- **Data under study**:
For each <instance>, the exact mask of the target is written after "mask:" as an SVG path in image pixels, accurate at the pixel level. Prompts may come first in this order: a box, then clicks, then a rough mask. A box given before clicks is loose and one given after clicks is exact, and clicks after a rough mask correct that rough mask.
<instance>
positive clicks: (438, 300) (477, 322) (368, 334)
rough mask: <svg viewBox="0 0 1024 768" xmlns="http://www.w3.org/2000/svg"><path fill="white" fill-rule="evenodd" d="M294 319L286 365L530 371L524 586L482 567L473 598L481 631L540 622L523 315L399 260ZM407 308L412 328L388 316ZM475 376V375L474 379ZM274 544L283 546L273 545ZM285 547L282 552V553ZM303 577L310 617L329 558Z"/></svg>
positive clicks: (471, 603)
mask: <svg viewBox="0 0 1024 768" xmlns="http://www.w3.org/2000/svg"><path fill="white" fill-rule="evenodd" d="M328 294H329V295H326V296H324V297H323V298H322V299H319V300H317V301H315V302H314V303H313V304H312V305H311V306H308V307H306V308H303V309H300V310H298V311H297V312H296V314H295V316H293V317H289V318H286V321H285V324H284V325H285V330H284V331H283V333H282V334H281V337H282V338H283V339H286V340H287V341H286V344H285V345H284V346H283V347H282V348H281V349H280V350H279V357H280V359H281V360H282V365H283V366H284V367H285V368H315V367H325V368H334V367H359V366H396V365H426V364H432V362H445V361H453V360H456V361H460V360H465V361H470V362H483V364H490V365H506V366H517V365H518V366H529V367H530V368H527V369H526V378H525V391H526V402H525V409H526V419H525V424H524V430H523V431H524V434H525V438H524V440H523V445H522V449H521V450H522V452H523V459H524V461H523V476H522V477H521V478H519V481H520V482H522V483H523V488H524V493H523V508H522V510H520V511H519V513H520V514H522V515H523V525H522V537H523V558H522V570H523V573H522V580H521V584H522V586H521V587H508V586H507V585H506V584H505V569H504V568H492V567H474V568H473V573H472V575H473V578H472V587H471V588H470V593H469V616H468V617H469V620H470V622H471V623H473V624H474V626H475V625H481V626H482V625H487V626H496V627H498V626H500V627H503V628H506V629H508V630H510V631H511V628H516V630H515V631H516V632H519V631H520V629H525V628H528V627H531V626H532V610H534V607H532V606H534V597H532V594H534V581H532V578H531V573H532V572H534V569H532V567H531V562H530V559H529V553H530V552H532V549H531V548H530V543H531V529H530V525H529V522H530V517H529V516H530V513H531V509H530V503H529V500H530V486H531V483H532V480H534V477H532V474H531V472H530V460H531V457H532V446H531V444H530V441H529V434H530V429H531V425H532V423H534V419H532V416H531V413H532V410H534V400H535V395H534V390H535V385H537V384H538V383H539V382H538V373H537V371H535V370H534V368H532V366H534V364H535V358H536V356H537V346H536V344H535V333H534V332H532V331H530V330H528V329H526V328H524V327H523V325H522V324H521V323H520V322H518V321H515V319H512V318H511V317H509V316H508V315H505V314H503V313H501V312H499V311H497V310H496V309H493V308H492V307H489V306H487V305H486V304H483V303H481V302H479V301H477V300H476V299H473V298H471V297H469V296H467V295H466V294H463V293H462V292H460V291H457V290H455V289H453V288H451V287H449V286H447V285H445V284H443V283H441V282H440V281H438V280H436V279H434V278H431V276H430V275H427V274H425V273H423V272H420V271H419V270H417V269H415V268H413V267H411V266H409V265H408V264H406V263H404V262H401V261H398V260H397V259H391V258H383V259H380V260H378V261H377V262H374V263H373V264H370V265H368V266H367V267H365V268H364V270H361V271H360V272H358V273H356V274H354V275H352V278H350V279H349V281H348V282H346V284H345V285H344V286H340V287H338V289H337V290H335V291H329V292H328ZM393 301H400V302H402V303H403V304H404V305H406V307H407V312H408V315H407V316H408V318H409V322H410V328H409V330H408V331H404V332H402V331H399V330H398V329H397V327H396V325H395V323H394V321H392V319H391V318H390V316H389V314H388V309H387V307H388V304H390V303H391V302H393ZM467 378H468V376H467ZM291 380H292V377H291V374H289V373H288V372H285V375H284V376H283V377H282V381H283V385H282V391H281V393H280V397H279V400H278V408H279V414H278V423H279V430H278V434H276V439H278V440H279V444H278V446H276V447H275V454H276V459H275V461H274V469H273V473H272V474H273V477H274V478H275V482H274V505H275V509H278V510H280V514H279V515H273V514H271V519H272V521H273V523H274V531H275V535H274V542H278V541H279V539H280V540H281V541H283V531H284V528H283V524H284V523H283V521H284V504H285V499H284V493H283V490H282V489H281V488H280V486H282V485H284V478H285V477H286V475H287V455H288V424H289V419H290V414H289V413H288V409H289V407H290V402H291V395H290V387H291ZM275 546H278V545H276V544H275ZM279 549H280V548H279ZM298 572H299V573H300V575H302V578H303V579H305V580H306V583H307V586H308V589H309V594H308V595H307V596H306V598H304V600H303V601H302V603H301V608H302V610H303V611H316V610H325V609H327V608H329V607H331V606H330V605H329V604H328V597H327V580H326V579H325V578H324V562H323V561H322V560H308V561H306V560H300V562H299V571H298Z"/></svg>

- **About this exercise**: Locate the string "instance" in the listing above and copy every line where it occurs.

- **Written reply**:
For each <instance>, the exact mask of the target is written after "mask:" as an SVG path in image pixels, accurate at the pixel level. Prompts may come first in this order: a box, then clicks, then a rough mask. A box given before clicks is loose and one given after clicks is exact, and clicks after a rough mask correct that rough mask.
<instance>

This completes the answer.